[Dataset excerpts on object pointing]
* BEGIN *

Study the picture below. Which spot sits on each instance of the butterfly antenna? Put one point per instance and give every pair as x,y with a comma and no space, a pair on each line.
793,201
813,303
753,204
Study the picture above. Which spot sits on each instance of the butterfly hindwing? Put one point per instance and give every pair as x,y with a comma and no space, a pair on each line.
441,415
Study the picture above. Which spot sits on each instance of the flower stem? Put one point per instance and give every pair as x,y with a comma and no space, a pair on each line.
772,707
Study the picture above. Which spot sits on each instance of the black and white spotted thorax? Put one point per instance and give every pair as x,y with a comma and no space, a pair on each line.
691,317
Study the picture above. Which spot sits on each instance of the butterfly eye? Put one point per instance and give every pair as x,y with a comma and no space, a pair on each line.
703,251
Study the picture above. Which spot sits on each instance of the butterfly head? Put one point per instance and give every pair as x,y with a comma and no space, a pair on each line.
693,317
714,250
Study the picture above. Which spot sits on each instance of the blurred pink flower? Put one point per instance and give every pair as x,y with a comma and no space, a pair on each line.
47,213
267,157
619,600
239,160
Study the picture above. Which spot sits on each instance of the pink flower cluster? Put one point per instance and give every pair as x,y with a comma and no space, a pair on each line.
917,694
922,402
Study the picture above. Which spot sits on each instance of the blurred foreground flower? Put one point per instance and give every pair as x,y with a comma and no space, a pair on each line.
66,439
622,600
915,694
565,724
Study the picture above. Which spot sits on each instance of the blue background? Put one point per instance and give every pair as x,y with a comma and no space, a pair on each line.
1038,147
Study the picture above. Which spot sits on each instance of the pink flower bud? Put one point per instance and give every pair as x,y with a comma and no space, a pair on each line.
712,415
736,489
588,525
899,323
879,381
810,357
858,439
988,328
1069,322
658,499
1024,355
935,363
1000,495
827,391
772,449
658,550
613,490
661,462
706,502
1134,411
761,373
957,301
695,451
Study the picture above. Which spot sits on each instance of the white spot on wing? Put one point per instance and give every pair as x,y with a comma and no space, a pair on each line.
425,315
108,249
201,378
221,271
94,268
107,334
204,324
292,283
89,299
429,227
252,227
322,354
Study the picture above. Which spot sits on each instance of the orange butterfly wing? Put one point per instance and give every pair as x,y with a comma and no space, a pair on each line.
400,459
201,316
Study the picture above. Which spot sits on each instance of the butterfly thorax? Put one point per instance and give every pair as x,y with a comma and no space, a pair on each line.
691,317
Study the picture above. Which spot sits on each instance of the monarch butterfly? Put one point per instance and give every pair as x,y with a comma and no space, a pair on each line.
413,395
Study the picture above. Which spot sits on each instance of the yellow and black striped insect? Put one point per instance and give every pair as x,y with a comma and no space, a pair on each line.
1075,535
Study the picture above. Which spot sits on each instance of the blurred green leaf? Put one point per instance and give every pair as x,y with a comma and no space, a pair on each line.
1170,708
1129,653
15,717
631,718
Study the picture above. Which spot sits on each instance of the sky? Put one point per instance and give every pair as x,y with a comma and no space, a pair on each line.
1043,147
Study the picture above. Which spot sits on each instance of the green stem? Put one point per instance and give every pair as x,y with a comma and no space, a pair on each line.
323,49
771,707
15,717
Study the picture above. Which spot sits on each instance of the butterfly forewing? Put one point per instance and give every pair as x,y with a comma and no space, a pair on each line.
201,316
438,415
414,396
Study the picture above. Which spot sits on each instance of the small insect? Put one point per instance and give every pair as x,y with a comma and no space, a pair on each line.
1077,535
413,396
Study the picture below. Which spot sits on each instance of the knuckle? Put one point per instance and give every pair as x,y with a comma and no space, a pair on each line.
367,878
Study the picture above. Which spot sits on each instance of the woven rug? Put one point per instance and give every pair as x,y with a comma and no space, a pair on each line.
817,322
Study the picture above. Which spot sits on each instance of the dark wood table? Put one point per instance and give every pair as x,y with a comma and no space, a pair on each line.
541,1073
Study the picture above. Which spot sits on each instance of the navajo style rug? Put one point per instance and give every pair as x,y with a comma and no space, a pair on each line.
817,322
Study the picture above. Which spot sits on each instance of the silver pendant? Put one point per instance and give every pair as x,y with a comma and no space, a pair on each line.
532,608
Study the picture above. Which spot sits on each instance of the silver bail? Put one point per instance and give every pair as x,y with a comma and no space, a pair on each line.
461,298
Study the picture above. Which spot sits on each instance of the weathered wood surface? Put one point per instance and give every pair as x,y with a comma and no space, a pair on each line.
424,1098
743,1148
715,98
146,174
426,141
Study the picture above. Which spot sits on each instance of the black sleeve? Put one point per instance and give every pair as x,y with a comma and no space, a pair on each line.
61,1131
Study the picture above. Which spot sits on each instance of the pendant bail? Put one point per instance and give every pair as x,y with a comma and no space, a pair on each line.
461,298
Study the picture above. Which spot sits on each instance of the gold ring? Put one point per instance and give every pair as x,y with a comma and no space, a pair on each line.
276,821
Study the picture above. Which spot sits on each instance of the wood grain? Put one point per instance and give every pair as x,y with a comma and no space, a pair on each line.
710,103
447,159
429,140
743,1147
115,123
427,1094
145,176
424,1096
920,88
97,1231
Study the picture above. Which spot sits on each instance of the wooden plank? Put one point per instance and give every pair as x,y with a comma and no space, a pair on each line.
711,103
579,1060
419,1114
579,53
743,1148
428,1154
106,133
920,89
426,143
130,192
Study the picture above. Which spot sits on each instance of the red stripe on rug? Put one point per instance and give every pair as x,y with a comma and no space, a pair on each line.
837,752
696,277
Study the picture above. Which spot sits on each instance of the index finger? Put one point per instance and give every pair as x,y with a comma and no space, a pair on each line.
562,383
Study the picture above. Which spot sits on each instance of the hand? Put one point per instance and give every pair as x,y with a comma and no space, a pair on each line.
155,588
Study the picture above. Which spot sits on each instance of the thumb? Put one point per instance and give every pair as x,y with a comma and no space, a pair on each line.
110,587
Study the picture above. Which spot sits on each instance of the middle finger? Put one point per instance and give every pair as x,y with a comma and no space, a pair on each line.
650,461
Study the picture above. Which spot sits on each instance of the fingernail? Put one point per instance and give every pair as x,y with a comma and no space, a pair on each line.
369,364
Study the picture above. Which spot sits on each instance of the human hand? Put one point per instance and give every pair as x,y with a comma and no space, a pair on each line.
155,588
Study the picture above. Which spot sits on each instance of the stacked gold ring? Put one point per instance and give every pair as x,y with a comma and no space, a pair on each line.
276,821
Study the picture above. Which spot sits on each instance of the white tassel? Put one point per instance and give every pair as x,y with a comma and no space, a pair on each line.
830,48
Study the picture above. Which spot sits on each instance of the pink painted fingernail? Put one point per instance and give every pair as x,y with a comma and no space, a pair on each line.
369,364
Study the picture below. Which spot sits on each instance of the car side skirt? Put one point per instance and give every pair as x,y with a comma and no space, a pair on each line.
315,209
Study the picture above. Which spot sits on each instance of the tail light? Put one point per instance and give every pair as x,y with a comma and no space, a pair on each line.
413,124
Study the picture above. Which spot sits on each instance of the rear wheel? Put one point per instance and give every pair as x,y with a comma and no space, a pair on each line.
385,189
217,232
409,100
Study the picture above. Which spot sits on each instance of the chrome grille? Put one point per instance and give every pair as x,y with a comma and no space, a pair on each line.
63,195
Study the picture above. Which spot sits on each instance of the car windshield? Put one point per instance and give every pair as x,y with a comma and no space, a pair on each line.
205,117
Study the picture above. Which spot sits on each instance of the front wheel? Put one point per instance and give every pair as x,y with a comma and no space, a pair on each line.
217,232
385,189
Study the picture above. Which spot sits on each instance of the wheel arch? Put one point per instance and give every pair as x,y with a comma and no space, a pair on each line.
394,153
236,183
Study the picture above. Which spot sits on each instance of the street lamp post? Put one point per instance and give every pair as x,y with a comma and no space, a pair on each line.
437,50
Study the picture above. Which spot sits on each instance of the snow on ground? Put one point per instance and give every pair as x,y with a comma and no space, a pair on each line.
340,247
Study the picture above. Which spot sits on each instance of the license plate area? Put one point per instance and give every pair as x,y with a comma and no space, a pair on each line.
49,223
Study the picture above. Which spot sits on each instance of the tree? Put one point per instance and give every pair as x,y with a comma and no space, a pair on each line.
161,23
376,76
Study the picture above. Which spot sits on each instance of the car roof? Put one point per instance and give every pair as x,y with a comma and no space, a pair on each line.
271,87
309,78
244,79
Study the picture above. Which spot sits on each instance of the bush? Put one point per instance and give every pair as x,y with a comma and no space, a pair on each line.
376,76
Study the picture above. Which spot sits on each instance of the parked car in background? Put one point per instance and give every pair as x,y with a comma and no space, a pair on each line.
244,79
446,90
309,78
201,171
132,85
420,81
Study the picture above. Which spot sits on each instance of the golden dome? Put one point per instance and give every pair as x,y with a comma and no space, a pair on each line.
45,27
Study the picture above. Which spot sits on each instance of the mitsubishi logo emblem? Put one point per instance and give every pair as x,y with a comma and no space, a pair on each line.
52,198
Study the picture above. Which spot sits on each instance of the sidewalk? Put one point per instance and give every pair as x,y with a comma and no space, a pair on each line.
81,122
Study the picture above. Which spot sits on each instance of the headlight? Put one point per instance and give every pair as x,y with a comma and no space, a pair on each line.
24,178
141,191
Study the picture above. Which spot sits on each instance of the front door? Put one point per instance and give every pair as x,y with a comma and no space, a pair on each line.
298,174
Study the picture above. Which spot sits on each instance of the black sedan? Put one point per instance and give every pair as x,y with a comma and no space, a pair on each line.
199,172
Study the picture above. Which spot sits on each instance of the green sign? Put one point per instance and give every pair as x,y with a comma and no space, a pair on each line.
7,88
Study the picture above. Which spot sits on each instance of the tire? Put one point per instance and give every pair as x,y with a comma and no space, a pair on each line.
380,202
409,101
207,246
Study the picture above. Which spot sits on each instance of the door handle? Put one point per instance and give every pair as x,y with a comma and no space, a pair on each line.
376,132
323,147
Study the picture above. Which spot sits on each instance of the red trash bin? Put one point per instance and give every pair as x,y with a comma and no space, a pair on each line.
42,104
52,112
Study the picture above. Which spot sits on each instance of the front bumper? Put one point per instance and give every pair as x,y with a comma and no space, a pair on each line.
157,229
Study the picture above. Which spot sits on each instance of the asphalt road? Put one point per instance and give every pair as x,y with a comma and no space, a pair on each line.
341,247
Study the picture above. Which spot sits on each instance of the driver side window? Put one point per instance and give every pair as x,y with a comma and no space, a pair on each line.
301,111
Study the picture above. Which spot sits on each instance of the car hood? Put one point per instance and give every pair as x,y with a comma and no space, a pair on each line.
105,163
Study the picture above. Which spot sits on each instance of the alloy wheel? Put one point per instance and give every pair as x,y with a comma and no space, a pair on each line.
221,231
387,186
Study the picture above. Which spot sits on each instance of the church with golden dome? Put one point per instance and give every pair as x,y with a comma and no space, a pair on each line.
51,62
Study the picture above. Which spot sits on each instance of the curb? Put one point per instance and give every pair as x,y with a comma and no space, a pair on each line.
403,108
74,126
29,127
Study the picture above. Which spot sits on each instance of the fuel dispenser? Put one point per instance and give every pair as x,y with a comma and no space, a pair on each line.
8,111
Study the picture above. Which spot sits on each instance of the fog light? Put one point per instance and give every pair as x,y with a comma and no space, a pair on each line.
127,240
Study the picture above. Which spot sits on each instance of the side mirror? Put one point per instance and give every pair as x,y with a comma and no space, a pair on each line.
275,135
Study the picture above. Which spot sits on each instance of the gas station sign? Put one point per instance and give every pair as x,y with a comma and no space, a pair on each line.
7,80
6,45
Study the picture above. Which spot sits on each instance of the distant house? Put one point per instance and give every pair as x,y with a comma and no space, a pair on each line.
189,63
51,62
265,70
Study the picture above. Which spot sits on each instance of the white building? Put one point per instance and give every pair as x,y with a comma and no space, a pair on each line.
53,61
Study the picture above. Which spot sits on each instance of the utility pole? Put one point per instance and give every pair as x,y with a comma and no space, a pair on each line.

* END *

Everything from the line that contains "of the distant" through the end of the records must be duplicated exactly, and nothing outside that range.

Study the picture above. Which spot sits on each instance of the distant house? Put one point per instance and give every pair as x,y with a comma and no space, a pair on each line.
189,63
51,62
265,70
Study the picture above. Which spot sits on each instance of the white building? Put one point per instance and give every pair as x,y with a comma and no space, a pair on each line.
53,61
Study the picture above. Which spot sits on each instance of the utility pole? Put one point per instance and give every pair as x,y with a comma and no space, a pair on each line.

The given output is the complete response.